### Your instructions
Can you rewrite every line of the data below as a numbered list, skipping blank lines and leaving the pictures out?

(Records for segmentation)
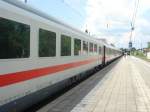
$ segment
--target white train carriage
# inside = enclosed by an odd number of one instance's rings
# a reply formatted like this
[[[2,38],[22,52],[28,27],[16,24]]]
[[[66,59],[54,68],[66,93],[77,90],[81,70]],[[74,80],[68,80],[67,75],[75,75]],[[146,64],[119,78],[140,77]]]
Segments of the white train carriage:
[[[1,0],[0,112],[22,111],[76,75],[84,77],[81,73],[105,63],[104,46],[29,6]],[[114,51],[111,60],[120,56]]]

### Solution to this problem
1. $ segment
2. --target white train carriage
3. # inside = enclosed by an odd number of one instance's rings
4. # a reply formatted like this
5. [[[2,38],[22,52],[28,27],[16,24]]]
6. [[[66,59],[54,68],[66,93],[77,90],[81,70]],[[74,80],[68,80],[67,75],[75,75]],[[146,64],[119,78],[140,77]]]
7. Segments of the white train carriage:
8. [[[1,0],[0,112],[22,111],[76,75],[84,77],[81,73],[105,63],[104,46],[29,6]],[[114,51],[111,60],[120,56]]]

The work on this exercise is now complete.